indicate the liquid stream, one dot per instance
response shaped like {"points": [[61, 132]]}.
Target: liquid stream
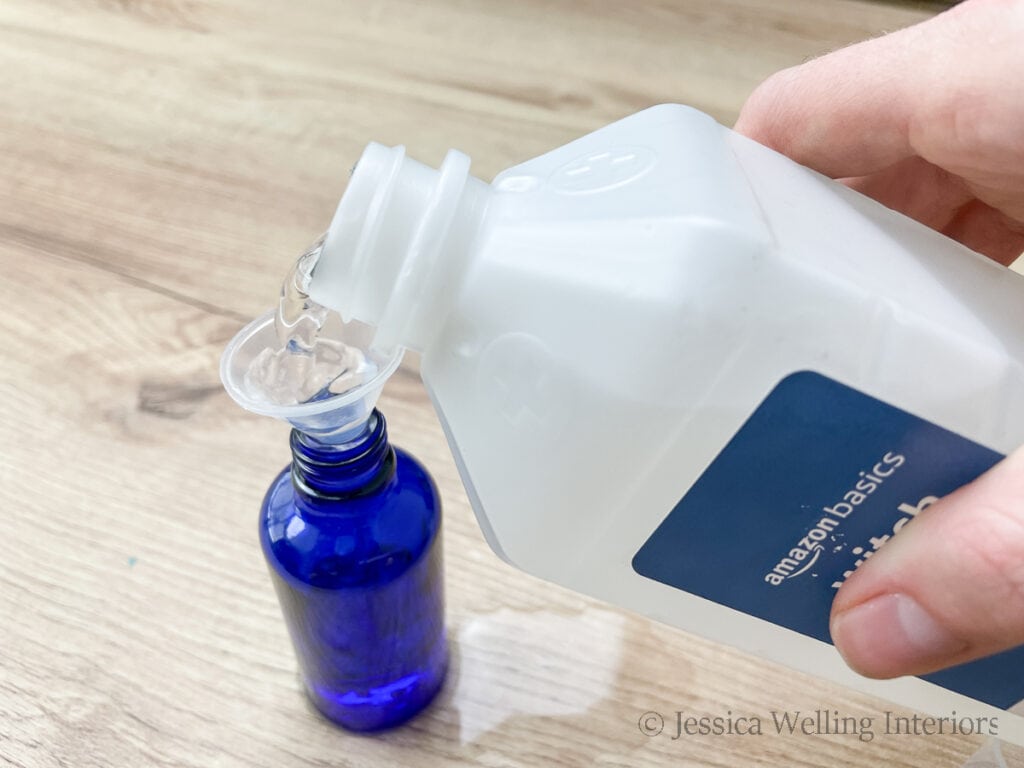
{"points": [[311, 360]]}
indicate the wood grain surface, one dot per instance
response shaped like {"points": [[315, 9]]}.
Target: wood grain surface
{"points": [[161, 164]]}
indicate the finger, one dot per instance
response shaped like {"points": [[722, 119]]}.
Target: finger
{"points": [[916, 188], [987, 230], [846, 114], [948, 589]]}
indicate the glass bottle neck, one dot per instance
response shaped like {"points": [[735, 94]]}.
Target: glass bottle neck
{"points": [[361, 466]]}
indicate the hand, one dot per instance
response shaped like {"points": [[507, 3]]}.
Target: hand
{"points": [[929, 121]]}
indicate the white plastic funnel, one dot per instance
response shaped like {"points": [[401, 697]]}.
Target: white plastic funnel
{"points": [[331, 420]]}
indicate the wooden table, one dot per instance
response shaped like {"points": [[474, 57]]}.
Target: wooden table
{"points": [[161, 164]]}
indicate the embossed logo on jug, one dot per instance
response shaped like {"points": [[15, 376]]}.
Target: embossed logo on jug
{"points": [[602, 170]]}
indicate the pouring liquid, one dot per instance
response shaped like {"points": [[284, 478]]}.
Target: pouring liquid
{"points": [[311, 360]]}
^^^^
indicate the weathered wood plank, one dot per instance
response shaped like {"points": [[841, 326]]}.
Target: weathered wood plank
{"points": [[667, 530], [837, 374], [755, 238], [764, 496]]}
^^^^
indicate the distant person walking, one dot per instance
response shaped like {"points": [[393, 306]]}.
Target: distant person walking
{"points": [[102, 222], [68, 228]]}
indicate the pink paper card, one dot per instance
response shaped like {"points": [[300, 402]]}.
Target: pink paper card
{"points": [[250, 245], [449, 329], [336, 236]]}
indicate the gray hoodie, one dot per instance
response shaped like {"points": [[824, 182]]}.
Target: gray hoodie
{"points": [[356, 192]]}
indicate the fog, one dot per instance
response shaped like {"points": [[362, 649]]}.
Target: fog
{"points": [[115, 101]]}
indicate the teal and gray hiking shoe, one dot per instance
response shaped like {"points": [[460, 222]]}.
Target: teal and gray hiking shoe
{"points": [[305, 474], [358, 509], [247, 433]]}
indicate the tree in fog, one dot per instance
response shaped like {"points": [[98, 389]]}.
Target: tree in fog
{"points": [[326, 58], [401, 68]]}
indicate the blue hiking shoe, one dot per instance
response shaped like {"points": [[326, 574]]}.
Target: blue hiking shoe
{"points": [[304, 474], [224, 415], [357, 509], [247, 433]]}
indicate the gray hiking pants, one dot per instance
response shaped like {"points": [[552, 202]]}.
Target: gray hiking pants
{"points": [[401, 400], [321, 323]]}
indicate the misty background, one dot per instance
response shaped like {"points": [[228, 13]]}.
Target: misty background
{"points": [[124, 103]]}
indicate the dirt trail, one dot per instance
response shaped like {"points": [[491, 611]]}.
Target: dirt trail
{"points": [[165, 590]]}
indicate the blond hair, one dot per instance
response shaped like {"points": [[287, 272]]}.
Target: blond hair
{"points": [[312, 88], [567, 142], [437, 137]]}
^^^^
Count how many lines in the records above contain the word "bottle" and reply with only that number.

◆ **The response**: 2